EXERCISE PROMPT
Please print the data that follows, keeping every line exact.
◇ ◇ ◇ ◇ ◇
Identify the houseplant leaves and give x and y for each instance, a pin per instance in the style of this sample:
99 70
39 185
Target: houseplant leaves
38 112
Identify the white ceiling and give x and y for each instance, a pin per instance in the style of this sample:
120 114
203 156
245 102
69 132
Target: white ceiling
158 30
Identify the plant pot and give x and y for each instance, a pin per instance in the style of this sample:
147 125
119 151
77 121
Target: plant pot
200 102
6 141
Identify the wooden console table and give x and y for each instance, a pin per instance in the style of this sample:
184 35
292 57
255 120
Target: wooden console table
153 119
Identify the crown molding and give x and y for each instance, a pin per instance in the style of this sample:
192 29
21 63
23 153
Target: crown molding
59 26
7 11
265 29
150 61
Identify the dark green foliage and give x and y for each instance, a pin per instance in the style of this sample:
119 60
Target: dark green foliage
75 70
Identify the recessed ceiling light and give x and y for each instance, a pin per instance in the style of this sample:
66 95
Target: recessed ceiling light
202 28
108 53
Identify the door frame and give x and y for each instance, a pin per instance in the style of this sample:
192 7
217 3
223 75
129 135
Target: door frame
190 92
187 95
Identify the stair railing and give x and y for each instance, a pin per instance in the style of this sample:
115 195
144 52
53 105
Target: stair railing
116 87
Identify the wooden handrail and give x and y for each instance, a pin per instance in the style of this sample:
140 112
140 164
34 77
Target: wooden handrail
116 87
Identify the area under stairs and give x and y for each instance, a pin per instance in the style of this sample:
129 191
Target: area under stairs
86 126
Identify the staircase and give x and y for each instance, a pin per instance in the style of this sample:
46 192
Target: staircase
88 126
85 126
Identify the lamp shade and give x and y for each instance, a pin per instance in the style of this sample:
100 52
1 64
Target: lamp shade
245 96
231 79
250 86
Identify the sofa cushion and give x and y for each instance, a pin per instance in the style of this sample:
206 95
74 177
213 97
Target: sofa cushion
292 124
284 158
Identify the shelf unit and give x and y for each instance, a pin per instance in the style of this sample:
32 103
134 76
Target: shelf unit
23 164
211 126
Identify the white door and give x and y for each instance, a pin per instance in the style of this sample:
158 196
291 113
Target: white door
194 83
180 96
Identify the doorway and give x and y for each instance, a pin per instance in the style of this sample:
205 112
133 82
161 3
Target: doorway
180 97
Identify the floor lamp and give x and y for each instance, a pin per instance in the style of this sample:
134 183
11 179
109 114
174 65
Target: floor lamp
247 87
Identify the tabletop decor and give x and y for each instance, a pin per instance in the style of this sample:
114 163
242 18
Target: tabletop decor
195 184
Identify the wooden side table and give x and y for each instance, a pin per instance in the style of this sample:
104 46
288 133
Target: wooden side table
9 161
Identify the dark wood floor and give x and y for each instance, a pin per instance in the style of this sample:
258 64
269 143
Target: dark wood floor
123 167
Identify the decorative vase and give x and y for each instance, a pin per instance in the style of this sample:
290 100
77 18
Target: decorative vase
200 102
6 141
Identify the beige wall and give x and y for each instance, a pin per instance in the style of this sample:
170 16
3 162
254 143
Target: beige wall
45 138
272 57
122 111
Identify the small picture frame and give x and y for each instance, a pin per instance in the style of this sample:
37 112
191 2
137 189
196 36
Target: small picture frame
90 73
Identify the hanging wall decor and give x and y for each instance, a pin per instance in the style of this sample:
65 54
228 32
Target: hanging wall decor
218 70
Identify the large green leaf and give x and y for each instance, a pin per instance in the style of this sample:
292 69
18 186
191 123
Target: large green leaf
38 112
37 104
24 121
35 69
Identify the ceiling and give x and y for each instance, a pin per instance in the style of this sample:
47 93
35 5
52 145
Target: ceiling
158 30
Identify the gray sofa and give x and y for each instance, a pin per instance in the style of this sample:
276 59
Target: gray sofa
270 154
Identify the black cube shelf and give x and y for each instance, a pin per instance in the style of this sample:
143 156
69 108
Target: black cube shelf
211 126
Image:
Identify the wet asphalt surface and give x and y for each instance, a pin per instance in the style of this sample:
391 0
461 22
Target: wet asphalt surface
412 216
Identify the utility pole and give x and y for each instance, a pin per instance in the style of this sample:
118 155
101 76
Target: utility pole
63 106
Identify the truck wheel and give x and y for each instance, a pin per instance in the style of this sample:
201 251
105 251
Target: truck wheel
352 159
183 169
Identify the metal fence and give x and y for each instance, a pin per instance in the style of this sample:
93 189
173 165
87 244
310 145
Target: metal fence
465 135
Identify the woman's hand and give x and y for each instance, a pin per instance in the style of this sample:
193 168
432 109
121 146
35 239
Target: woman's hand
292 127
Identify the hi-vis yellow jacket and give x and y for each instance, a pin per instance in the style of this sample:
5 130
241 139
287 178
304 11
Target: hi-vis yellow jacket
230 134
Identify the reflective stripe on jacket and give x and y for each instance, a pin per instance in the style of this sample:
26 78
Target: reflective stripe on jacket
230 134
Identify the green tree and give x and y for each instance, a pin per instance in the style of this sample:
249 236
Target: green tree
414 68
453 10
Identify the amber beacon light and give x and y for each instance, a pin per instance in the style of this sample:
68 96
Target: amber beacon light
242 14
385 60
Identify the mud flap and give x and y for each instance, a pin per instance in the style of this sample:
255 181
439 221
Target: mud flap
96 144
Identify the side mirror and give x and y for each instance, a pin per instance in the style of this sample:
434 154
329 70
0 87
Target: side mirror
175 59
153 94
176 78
◇ ◇ ◇ ◇ ◇
TASK OUTPUT
Identify the houseplant leaves and give x and y for each instance, a pin per instance in the style of this sample:
99 70
39 185
Target: houseplant leaves
38 112
Identify the white ceiling and give x and y for each instance, a pin per instance in the style of this sample:
120 114
203 156
245 102
69 132
Target: white ceiling
158 30
Identify the plant pot and give x and y for each instance, a pin per instance in the style of this sample:
147 125
119 151
77 121
Target: plant pot
200 102
6 141
Identify the wooden console table and give x and y for each instance, a pin per instance in the style of this sample:
184 35
292 57
255 120
Target: wooden console table
153 119
Identify the crown molding and give x and y for each instance, a pin per instance in the style of this sample:
192 29
21 63
23 153
Target: crown molding
59 26
7 11
265 29
150 61
Identify the dark green foliage and give x and y for each instance, a pin per instance in the style of this sample:
119 60
Target: dark green foliage
75 70
Identify the recessed ceiling light and give x and y for each instance, a pin per instance in the style of this sample:
66 95
Target: recessed ceiling light
202 28
108 53
Identify the door frame and give x and y for each instance, a pin per instance in the style of this sample:
192 7
217 3
223 75
129 135
Target: door frame
190 92
187 95
Identify the stair railing and give x and y for each instance, a pin per instance in the style of this sample:
115 195
144 52
53 105
Target: stair railing
116 87
Identify the wooden handrail and give x and y for each instance, a pin per instance in the style of this sample:
140 112
140 164
34 77
Target: wooden handrail
116 87
Identify the area under stairs and give x and y for each instance, a pin per instance in the style of this sample:
129 191
Target: area under stairs
86 126
Identify the staircase and give x and y for each instance, a pin per instance in the style of this sample:
46 192
Target: staircase
88 126
85 126
Identify the lamp shade and give x and y for each instance, a pin per instance in the style of this sample:
100 52
1 64
Target: lamp shade
245 96
231 79
250 86
Identify the sofa cushion and give x and y for each instance, a pin per instance in the style of this sample:
206 95
74 177
213 97
Target: sofa cushion
292 124
284 158
Identify the shelf unit and give x and y for each instance, a pin per instance in the style of this sample:
32 103
134 76
Target: shelf unit
23 164
211 126
Identify the white door and give x and y for each instance, a pin per instance in the style of this sample:
158 196
291 113
Target: white door
194 83
180 96
Identify the doorway and give x and y for each instance, a pin per instance in the style of this sample:
205 112
133 82
161 3
Target: doorway
180 97
Identify the floor lamp and give x and y for each instance, a pin per instance in the style of this sample:
134 183
11 179
109 114
174 65
Target: floor lamp
247 87
Identify the tabletop decor and give x and y for each instance, a pin per instance in the style of this sample:
114 163
242 18
Target: tabletop decor
195 184
Identify the wooden side table and give x and y for each instance, a pin per instance in the style of this sample:
104 46
288 133
Target: wooden side table
9 161
Identify the dark wood floor and give x and y for each instance, a pin per instance in the style of this sample:
258 64
269 143
Target: dark wood floor
123 167
Identify the decorative vase and give x and y for each instance, a pin per instance in the style of this sample:
290 100
77 18
Target: decorative vase
200 102
6 141
Identify the beige wall and give x and y for each instance, a pin per instance in the style of this sample:
170 16
3 162
254 143
Target: beige wall
45 138
272 57
122 111
Identify the small picture frame and give x and y for each instance, a pin per instance in the style of this sample:
37 112
191 2
137 189
196 36
Target: small picture frame
90 73
Identify the hanging wall decor and give x and y for each instance, a pin per instance in the style of this sample:
65 54
228 32
Target: hanging wall decor
218 70
Identify the large green leaf and give x and y for each instance, a pin per instance in the style of this sample:
292 69
18 186
191 123
Target: large green leaf
38 112
37 104
24 121
35 69
Identify the ceiling and give x and y for each instance, a pin per instance in the style of this sample:
47 93
35 5
52 145
Target: ceiling
158 30
Identify the gray sofa and give x and y for each instance, a pin per instance in the style of this sample:
276 59
Target: gray sofa
270 154
Identify the black cube shelf and give x and y for each instance, a pin per instance in the style of this sample:
143 156
69 108
Target: black cube shelf
211 126
Image:
Identify the wet asphalt surface and give x and y for each instance, a pin per instance in the style of this sample:
391 0
461 22
Target: wet asphalt surface
412 216
Identify the utility pole and give x and y for each instance, a pin per instance in the style of this sample:
118 155
101 76
Target: utility pole
63 106
Identify the truck wheel and give x and y for each instance, a pin per instance in the style of this sample:
201 251
105 251
Target: truck wheel
352 159
183 169
Identify the metal fence and give x and y for each instance, a pin per instance in the style of this sample:
93 189
173 165
87 244
310 145
Target: metal fence
465 135
Identify the woman's hand and give x and y for each instance, a pin per instance in the style of this sample:
193 168
432 109
121 146
35 239
Target: woman's hand
292 127
Identify the hi-vis yellow jacket and give x and y for each instance, a pin per instance in the style of this sample:
5 130
241 139
287 178
304 11
Target: hi-vis yellow jacket
230 134
Identify the reflective stripe on jacket and give x and y for each instance, a pin per instance in the style of this sample:
26 78
Target: reflective stripe on jacket
230 134
Identify the green tree and give x and y for each instance, a pin per instance in the style of this sample:
249 236
Target: green tree
414 68
453 10
Identify the amber beacon light and give x and y for each instance, a pin per instance in the style of this sample:
68 96
Target: amber beacon light
242 14
385 60
Identify the mud flap and give x and y for each instance, a pin per instance in the style of this sample:
255 181
439 221
Target: mud flap
96 144
Identify the side mirror and give x and y for each instance, a pin per instance in the style of this sample:
434 154
329 70
0 87
Target: side mirror
175 59
153 94
176 78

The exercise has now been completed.